[Mesa-dev] [PATCH v2 00/16] radeonsi: improve handling of temporary arrays

Thu Aug 11 10:57:14 UTC 2016

On Thu, Aug 11, 2016 at 11:29 AM, Nicolai Hähnle <nhaehnle at gmail.com> wrote:
> On 10.08.2016 23:36, Marek Olšák wrote:
>>
>> On Wed, Aug 10, 2016 at 9:23 PM, Nicolai Hähnle <nhaehnle at gmail.com>
>> wrote:
>>>
>>> Hi,
>>>
>>> this is a respin of the series which scans the shader's TGSI to determine
>>> which channels of an array are actually written to. Most of the st/mesa
>>> changes have become unnecessary. Most of the radeon-specific part stays
>>> the same.
>>>
>>> For one F1 2015 shader, it reduces the scratch size from 132096 to 26624
>>> bytes, which is bound to be much nicer on the texture cache.
>>
>>
>> This has been bugging me... is there something we can do to move
>> temporary arrays to registers?
>>
>> F1 2015 is the only game that doesn't "spill VGPRs", yet has the
>> highest scratch usage per shader. (without this series)
>>
>> If a shader uses 32 VGPRs and a *ton* of scratch space, you know
>> something is wrong.
>
>
> We actually already do that partially: in emit_declaration, we check the
> size of the array, and if it's below a certain threshold (<= 16 currently)
> it is lowered to LLVM IR that becomes registers. In particular, that one
> shader has:
>
> Before: Shader Stats: SGPRS: 40 VGPRS: 32 Code Size: 3316 LDS: 0 Scratch:
> 132096 Max Waves: 8 Spilled SGPRs: 0 Spilled VGPRs: 0
> After: Shader Stats: SGPRS: 32 VGPRS: 60 Code Size: 3068 LDS: 0 Scratch:
> 26624 Max Waves: 4 Spilled SGPRs: 0 Spilled VGPRs: 0
>
> Looks like some of the arrays now land in VGPRs since they have become
> smaller with that series.
>
> There are still a _lot_ of weaknesses in all of this, and they mostly have
> to do with limitations that are rather deeply baked into assumptions of
> LLVM's codegen architecture.
>
> The biggest problem is that an array in VGPRs needs to be represented
> somehow in the codegen, and it is currently being represented as one of the
> VGPR vector register classes, which go up to VReg_512, i.e. 16 registers.

• Location identification entries:

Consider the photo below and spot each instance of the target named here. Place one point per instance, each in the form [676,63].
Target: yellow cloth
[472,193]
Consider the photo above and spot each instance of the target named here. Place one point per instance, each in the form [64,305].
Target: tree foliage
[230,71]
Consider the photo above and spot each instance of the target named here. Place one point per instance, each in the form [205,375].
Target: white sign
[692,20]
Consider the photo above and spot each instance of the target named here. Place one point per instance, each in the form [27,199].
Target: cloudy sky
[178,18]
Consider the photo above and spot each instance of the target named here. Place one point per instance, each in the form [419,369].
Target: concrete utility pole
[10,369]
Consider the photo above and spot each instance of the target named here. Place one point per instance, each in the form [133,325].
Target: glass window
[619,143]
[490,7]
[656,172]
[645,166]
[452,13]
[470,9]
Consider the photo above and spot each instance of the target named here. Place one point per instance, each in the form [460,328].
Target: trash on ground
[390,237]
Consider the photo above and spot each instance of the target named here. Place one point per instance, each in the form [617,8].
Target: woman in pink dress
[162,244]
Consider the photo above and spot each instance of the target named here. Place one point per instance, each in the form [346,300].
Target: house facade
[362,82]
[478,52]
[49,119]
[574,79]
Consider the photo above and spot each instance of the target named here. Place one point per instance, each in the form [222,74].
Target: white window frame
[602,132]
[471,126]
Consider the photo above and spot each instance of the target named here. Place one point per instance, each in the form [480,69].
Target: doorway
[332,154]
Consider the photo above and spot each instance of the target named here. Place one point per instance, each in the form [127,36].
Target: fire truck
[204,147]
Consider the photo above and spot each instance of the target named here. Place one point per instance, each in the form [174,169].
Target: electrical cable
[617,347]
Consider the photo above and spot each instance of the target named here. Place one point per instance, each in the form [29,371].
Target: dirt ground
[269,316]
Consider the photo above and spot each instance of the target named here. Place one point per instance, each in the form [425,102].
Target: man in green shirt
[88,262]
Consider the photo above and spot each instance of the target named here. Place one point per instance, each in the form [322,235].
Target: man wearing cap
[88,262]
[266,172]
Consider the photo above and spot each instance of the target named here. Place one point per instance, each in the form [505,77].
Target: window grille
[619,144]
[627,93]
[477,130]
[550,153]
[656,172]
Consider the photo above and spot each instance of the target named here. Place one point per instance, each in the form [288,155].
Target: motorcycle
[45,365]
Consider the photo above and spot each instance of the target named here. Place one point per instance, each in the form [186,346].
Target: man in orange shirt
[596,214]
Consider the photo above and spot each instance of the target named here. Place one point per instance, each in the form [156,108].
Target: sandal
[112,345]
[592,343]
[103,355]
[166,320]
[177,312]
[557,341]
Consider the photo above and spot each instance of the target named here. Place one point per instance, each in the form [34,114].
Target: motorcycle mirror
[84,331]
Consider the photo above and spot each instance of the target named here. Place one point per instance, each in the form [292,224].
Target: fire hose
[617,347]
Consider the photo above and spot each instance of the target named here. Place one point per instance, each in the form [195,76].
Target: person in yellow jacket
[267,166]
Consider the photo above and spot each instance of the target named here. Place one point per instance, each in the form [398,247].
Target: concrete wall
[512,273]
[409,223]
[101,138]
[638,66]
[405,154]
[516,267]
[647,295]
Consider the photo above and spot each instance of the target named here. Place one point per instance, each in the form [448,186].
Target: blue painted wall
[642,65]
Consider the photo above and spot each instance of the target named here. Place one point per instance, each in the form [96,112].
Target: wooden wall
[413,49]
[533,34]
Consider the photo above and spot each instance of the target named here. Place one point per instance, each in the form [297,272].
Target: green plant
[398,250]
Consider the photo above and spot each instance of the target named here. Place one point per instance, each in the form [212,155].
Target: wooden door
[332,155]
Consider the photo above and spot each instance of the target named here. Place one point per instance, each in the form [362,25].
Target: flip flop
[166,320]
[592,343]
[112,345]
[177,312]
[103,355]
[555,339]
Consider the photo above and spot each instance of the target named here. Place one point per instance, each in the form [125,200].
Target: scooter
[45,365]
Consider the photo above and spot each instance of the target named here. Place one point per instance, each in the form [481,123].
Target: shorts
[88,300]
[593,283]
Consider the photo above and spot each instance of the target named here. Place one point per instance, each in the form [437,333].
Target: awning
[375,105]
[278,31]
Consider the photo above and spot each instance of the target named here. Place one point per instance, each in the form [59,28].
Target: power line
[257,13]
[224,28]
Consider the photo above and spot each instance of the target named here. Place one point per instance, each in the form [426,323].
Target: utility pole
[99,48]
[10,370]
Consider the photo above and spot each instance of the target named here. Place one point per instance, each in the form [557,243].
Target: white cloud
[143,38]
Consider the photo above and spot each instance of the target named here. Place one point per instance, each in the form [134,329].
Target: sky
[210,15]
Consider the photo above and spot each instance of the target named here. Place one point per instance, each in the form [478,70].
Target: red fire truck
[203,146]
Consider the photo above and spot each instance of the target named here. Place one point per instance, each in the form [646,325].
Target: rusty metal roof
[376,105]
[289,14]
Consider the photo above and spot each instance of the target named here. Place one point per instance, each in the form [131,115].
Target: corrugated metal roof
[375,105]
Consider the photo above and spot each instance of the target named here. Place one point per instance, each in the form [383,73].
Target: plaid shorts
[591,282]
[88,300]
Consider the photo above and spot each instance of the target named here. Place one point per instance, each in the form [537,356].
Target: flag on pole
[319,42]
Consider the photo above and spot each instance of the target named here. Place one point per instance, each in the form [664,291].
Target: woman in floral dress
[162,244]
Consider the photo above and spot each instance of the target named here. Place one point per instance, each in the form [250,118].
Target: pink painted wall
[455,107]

• Required work:
1. In the patch discussion, what scratch size reduction does the series achieve for one F1 2015 shader?
2. How many lines in the entries contain the string "truck"? Give only the number.

• Answers provided:
1. It reduces the scratch size from 132096 to 26624 bytes.

2. 2